_Problem 1:_ In the passage on UTF-8 with Microsoft's compilers, what is the wide execution character set in VC++?
_Problem 2:_ Repeat the stretch of the passage on UTF-8 with Microsoft's compilers from "There are caveats" through "or hex escapes.", word for word.
_Problem 3:_ Continue the passage on UTF-8 with Microsoft's compilers from where it stops.

However, there are a few issues using UTF-8 specifically with Microsoft's compilers. C++ implementations use an 'execution character set' for a number of things, such as encoding character and string literals. VC++ always use the system locale encoding as the execution character set, and Windows does not support UTF-8 as the system locale encoding, therefore UTF-8 can never by the execution character set.
This means that VC++ never intentionally produces UTF-8 character and string literals. Instead the compiler must be tricked.
The compiler will convert from the known source code encoding to the execution encoding. That means that if the compiler uses the locale encoding for both the source and execution encodings then no conversion is done. If you can get UTF-8 data into the source code but have the compiler think that the source uses the locale encoding, then character and string literals will use the UTF-8 encoding. VC++ uses the so-called 'BOM' to detect the source encoding, and uses the locale encoding if no BOM is detected. Therefore you can get UTF-8 encoded string literals by saving all your source files as "UTF-8 without signature".
There are caveats with this method. First, you cannot use UCNs with narrow character and string literals. Universal Character Names have to be converted to the execution character set, which isn't UTF-8. You must either write the character literally so it appears as UTF-8 in the source code, or you can use hex escapes where you manually write out a UTF-8 encoding. Second, in order to produce wide character and string literals the compiler performs a similar conversion from the source encoding to the wide execution character set (which is always UTF-16 in VC++). Since we're lying to the compiler about the encoding, it will perform this conversion to UTF-16 incorrectly. So in wide character and string literals you cannot use non-ascii characters literally, and instead you must use UCNs or hex escapes.

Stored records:
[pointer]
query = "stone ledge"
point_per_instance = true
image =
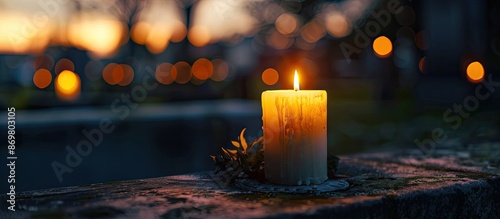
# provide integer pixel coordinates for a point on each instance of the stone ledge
(382, 185)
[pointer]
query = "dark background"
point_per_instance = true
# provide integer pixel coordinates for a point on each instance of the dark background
(373, 102)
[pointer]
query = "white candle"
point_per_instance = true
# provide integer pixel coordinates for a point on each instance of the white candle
(294, 126)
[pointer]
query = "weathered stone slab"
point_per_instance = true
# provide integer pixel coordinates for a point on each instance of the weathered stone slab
(381, 185)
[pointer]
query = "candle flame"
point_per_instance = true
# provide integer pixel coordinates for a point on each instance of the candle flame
(296, 81)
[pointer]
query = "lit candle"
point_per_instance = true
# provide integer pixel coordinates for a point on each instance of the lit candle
(294, 126)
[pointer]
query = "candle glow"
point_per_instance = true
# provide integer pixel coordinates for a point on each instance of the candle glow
(294, 126)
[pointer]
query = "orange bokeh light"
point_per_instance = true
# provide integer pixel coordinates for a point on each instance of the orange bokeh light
(475, 72)
(270, 76)
(67, 85)
(287, 23)
(140, 31)
(202, 69)
(382, 46)
(42, 78)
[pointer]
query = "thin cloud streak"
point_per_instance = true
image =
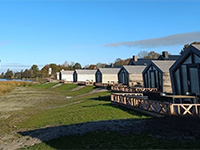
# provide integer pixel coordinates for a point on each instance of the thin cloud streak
(171, 40)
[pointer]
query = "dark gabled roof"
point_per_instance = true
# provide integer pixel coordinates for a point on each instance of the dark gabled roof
(109, 70)
(170, 57)
(113, 66)
(195, 48)
(84, 71)
(134, 69)
(140, 61)
(163, 65)
(66, 72)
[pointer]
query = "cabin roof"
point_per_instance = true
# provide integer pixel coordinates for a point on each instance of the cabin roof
(163, 65)
(67, 72)
(140, 61)
(135, 69)
(197, 46)
(109, 70)
(170, 57)
(85, 71)
(193, 48)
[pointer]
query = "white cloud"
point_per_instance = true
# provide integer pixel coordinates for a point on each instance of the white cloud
(171, 40)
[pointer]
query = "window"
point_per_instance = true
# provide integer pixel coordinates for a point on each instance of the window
(184, 79)
(188, 60)
(177, 82)
(196, 59)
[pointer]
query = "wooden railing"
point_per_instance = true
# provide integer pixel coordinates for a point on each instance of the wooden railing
(185, 109)
(121, 88)
(85, 83)
(137, 100)
(104, 84)
(141, 102)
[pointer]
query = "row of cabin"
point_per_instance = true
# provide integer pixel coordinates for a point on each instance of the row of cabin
(169, 73)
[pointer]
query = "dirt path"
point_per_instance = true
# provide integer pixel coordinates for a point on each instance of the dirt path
(77, 88)
(57, 85)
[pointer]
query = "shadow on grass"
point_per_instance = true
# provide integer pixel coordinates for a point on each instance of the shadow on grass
(101, 98)
(168, 132)
(128, 110)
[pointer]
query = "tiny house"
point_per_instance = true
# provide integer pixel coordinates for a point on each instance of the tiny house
(107, 75)
(66, 75)
(156, 75)
(131, 75)
(185, 72)
(80, 75)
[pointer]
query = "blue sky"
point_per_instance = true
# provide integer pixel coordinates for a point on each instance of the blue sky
(43, 32)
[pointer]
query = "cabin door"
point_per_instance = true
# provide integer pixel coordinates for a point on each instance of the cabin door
(193, 78)
(153, 79)
(123, 78)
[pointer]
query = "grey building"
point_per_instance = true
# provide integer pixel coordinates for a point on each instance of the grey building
(107, 75)
(156, 75)
(185, 72)
(81, 75)
(131, 75)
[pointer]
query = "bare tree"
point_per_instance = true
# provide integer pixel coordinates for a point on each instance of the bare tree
(142, 54)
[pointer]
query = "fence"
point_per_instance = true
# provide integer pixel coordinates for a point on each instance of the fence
(137, 100)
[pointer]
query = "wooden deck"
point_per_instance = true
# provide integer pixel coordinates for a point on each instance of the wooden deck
(155, 108)
(123, 88)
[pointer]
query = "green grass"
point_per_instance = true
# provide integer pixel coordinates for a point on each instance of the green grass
(66, 87)
(89, 109)
(84, 90)
(44, 85)
(113, 140)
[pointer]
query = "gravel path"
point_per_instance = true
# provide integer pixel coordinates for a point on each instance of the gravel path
(77, 88)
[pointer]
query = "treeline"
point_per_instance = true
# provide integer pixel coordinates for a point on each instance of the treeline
(35, 72)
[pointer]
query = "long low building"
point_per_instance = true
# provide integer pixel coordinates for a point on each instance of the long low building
(107, 75)
(84, 75)
(67, 75)
(131, 75)
(185, 72)
(156, 75)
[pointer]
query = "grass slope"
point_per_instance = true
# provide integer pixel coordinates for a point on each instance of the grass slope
(113, 140)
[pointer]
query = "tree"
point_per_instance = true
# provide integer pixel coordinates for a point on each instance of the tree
(9, 74)
(34, 71)
(66, 64)
(77, 66)
(152, 55)
(93, 67)
(120, 61)
(142, 54)
(100, 65)
(187, 45)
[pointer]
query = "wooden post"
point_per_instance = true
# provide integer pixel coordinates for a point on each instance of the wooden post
(171, 109)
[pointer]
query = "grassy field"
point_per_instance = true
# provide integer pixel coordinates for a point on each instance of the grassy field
(7, 86)
(41, 107)
(113, 140)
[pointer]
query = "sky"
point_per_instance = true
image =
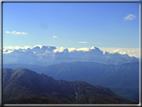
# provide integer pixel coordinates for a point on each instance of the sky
(113, 26)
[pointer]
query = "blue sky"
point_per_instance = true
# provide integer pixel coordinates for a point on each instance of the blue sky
(71, 24)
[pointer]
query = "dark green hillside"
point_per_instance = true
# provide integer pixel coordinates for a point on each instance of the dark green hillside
(122, 79)
(24, 86)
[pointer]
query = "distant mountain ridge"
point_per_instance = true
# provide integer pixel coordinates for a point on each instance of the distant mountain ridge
(24, 86)
(46, 56)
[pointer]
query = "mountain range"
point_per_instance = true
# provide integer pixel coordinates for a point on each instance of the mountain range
(23, 86)
(46, 55)
(122, 79)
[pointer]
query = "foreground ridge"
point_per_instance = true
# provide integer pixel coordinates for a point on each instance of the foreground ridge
(24, 86)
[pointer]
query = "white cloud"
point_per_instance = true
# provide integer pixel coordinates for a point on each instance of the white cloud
(17, 33)
(16, 47)
(130, 17)
(39, 46)
(59, 49)
(82, 42)
(7, 32)
(54, 37)
(130, 51)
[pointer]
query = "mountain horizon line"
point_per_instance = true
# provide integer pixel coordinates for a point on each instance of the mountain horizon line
(111, 50)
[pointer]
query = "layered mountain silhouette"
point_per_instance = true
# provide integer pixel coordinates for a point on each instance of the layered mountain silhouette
(122, 79)
(24, 86)
(47, 56)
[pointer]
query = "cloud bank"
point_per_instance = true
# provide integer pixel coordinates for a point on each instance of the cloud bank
(130, 51)
(54, 37)
(17, 33)
(130, 17)
(83, 42)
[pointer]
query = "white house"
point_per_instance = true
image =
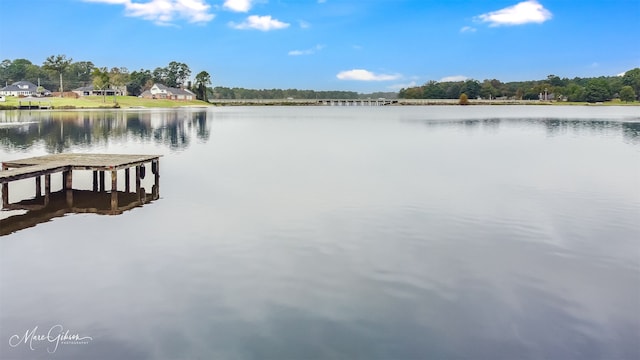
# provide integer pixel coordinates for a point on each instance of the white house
(159, 91)
(22, 88)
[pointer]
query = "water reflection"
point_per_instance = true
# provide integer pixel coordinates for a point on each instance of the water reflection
(60, 131)
(59, 203)
(553, 126)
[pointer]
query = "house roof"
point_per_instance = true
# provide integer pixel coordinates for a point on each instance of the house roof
(16, 86)
(174, 91)
(84, 88)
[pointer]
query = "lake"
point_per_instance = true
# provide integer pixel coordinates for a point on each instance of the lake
(435, 232)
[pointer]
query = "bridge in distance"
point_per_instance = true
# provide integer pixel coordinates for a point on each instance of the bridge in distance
(360, 102)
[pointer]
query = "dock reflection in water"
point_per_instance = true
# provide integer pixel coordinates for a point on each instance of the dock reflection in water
(44, 207)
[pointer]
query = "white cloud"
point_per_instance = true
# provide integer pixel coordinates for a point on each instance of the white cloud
(365, 75)
(164, 12)
(454, 78)
(311, 51)
(403, 86)
(238, 5)
(525, 12)
(262, 23)
(303, 24)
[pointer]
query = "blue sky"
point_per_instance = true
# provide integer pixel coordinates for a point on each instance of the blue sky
(364, 46)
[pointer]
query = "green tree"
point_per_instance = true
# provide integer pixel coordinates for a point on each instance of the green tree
(118, 78)
(433, 90)
(597, 90)
(58, 64)
(632, 78)
(80, 73)
(471, 88)
(627, 94)
(101, 81)
(138, 81)
(203, 80)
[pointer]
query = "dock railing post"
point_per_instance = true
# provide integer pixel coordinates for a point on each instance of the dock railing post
(5, 194)
(127, 180)
(114, 190)
(47, 188)
(95, 180)
(67, 179)
(101, 180)
(138, 181)
(38, 186)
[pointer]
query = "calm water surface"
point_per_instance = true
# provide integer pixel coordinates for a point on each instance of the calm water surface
(336, 233)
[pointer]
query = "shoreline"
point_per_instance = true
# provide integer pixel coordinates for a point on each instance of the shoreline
(134, 104)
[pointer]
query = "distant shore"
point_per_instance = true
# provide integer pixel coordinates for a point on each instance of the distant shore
(131, 102)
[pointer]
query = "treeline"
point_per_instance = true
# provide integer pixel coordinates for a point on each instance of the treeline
(225, 93)
(59, 73)
(626, 87)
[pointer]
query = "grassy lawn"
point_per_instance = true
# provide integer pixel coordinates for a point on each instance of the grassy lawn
(94, 102)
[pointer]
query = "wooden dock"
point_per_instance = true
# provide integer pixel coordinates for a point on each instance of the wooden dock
(99, 164)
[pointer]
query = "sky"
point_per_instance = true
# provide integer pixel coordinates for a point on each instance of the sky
(363, 46)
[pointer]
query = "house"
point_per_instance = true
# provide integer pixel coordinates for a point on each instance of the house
(111, 91)
(159, 91)
(23, 88)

_Final answer 1:_ It is always UTF-16.

_Final answer 2:_
There are caveats with this method. First, you cannot use UCNs with narrow character and string literals. Universal Character Names have to be converted to the execution character set, which isn't UTF-8. You must either write the character literally so it appears as UTF-8 in the source code, or you can use hex escapes where you manually write out a UTF-8 encoding. Second, in order to produce wide character and string literals the compiler performs a similar conversion from the source encoding to the wide execution character set (which is always UTF-16 in VC++). Since we're lying to the compiler about the encoding, it will perform this conversion to UTF-16 incorrectly. So in wide character and string literals you cannot use non-ascii characters literally, and instead you must use UCNs or hex escapes.

_Final answer 3:_
UTF-8 is variable length (as is UTF-16). The indices used with at() and substr() are code units rather than character or code point indices. So if you want a particular code unit then you can just index into the string or array or whatever as normal. If you need a particular code point then you either need a library that can understand composing UTF-8 code units into code points (such as the Boost Unicode iterators library), or you need to convert the UTF-8 data into UTF-32. If you need actual user perceived characters then you need a library that understands how code points are composed into characters. I imagine ICU has such functionality, or you could implement the Default Grapheme Cluster Boundary Specification from the Unicode standard.
The above consideration of UTF-8 only really matters for how you write Unicode data in the source code. It has little bearing on the program's input and output.
If your requirements allow you to choose how to do input and output then I would still recommend using UTF-8 for input. Depending on what you need to do with the input you can either convert it to another encoding that's easy for you to process, or you can write your processing routines to work directly on UTF-8.
If you want to ever output anything via the Windows console then you'll want a well defined module for output that can have different implementations, because internationalized output to the Windows console will require a different implementation from either outputting to a file on Windows or console and file output on other platforms. (On other platforms the console is just another file, but the Windows console needs special treatment.)
The reason you get the warning about \uFFFD is that you're trying to fit FF FD inside a single byte, since, as you noted, UTF-8 works on chars and is variable length.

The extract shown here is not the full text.